TEXT SECTION:
^^^^
Coordination Module Preliminary Tests

After months of deliberation over how best to go about constructing the data structures and standards for coordination modules, I finally just jumped out on a bridge and created a basic foundation as well as the first ever coordination module.

Here's what I'm presently planning for the coordination module data standard:

  • Accents
    • Strong
      • [Comma-delimited list of non-relative times]
    • Weak
      • [Comma-delimited list of non-relative times]
  • Style
    • [Normal, Smooth, Sharp]
  • Tempo
    • [Integer value]

I'm still very unsure of whether or not this structure will adequately coordinate the generative modules.  No doubt, developing the full standards for coordination modules will require a great deal more time than it took to develop standards for the other core modules.  Coordination is such an abstract thing, yet it is so absolutely necessary.

Preliminary test with an experimental coordination module (details will be given on the plugin if I decide to keep it as a permanent addition to the plugin library) actually impressed me quite a bit!  The only part of the data structure that I've actually implemented is the strong accent list.  The addition of this one small string of information to the main compositional block, however, actually makes a noticeable difference in composition quality because of the accented beats.  It effectively increases the coherence of the generative modules.

Presently, an experimental post-processing module is the only plugin making use of the accent information provided by the coordination module.  The post-processing module simply pumps up the velocity of any generative module notes that occur on a strong beat.  The generative modules still pay no attention to note placement.  Yet, even this quick and dirty little method of utilizing the coordination module's data makes a difference!

The birth of coordination represents another huge step forward for mGen - a step that will, with a great deal of work and persistence, bridge the gap between mGen's rigid, lifeless computer music and the emotional, dynamic music of true human musicians.

Below is a slice of a composition taken from one of the visualization tools I made.  It shows accenting: lighter blocks represent notes with higher velocities.  This shows the coordination module in action (though in this picture, it appears that the coordination module chose a very boring accent pattern - only on beat 1 of each measure).

I3: Post-Processing and Finishing Touches

After a week of heavy development, Interface3 has effectively reached maximum potential - there's virtually nothing left to improve upon.  Perhaps the only thing remaining is a preferences window.

I3 now has a post-processing bank and full post-processing capabilities, as well as a new tile that controls the composition name.  Finally, I3 gained the ability to set default states for plugins by directly manipulating the plugin configuration files.  This means that users waste less time configuring plugins that they use frequently with the same state - instead, they can just set that state as the default, and I3 will automatically load the configuration when a new instance of the plugin is loaded into a tile.  This simple yet elegant feature has already saved me a great deal of time.

A final screenshot of I3:


Today is a landmark day in the development of mGen.  The combined program hit 30,000 lines of code - a massive accomplishment!

With each new landmark, I look back on previous work, including interfaces, plugins, compositions, and assisted composition to see how much improvement has really taken place.  Indeed, reviewing the recent compositions and new interfaces, there's not a single doubt in my mind that mGen has improved immensely since 20,000 lines.

I look forward to many more tens of thousands of lines of code.
^^^^
EXCERPTED RECORDS:
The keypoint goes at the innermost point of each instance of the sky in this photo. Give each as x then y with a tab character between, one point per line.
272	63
^^^^
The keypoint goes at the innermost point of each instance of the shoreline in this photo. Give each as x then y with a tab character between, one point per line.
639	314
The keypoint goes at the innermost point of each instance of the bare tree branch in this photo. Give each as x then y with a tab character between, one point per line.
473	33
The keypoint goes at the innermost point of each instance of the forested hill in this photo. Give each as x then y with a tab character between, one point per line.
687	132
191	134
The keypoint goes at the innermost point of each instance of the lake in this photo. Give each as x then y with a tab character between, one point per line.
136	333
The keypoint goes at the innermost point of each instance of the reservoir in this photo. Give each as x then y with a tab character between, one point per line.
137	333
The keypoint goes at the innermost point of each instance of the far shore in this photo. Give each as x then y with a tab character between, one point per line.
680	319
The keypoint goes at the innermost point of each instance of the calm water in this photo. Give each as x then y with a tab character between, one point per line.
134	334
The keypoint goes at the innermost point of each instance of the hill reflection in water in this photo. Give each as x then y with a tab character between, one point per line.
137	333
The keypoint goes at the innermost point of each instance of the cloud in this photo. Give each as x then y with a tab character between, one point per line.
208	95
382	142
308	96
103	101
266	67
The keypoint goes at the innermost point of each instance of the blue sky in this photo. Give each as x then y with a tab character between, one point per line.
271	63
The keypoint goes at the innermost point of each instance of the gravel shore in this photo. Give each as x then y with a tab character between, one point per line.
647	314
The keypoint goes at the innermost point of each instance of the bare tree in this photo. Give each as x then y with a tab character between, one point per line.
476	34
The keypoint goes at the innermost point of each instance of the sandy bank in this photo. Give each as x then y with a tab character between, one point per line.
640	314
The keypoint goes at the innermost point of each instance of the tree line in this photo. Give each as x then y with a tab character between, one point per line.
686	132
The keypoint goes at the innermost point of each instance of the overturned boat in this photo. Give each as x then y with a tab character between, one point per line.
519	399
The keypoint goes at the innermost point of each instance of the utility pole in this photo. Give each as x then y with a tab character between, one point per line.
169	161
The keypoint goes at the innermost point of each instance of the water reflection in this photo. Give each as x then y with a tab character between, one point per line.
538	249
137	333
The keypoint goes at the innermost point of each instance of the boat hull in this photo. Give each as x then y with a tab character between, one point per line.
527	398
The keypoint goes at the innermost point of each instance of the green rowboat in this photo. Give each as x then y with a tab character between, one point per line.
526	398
^^^^
WORK TO BE COMPLETED: According to the mGen development log, how does the ability to set default plugin states save users time? Answer in one to three sentences.

TASK RESULT: Users who often run a plugin with the same state can set that state as the default instead of configuring the plugin each time. I3 then loads that configuration automatically whenever a new instance of the plugin is loaded into a tile.